> **Record extracts**
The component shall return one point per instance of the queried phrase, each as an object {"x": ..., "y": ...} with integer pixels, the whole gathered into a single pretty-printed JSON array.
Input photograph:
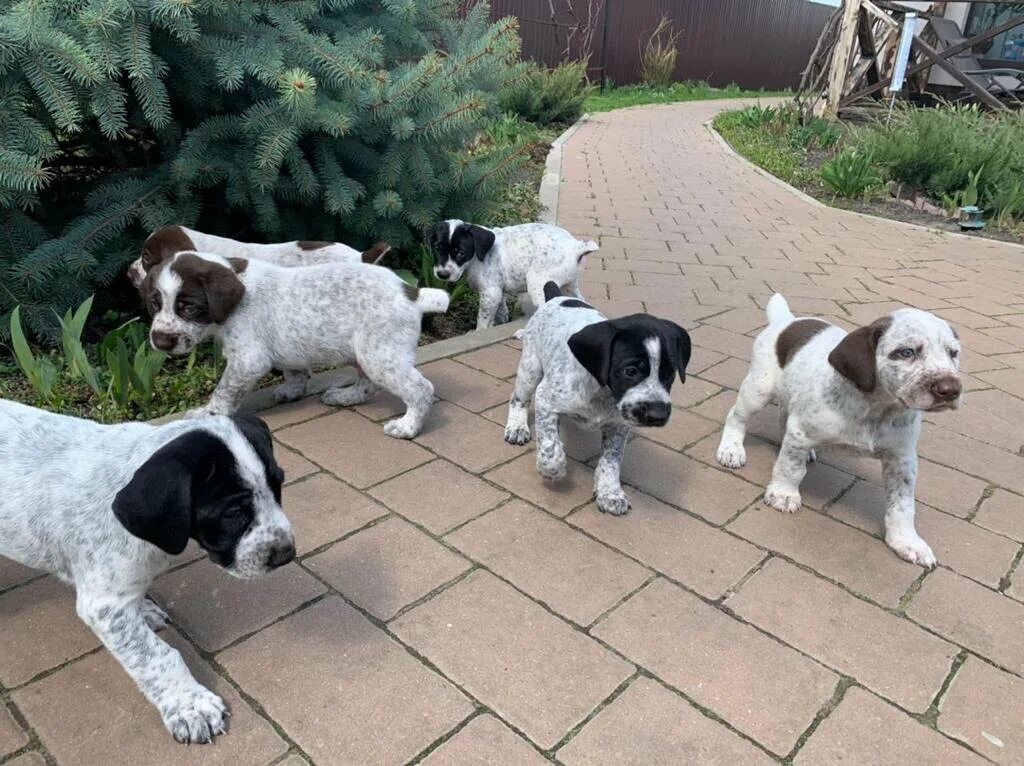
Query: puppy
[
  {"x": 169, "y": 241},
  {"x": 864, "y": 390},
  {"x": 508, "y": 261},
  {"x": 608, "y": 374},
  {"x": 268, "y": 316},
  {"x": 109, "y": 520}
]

> **Work required**
Could the entries above be copied out exactly, with no pictures included?

> **Expected answer**
The component shall return one point per instance of the queried phrase, each as an object {"x": ..., "y": ...} with integer pixels, the whole gathered into a single pretty-printed JSON array.
Input photograph:
Query: puppy
[
  {"x": 169, "y": 241},
  {"x": 864, "y": 390},
  {"x": 508, "y": 261},
  {"x": 608, "y": 374},
  {"x": 268, "y": 316},
  {"x": 109, "y": 520}
]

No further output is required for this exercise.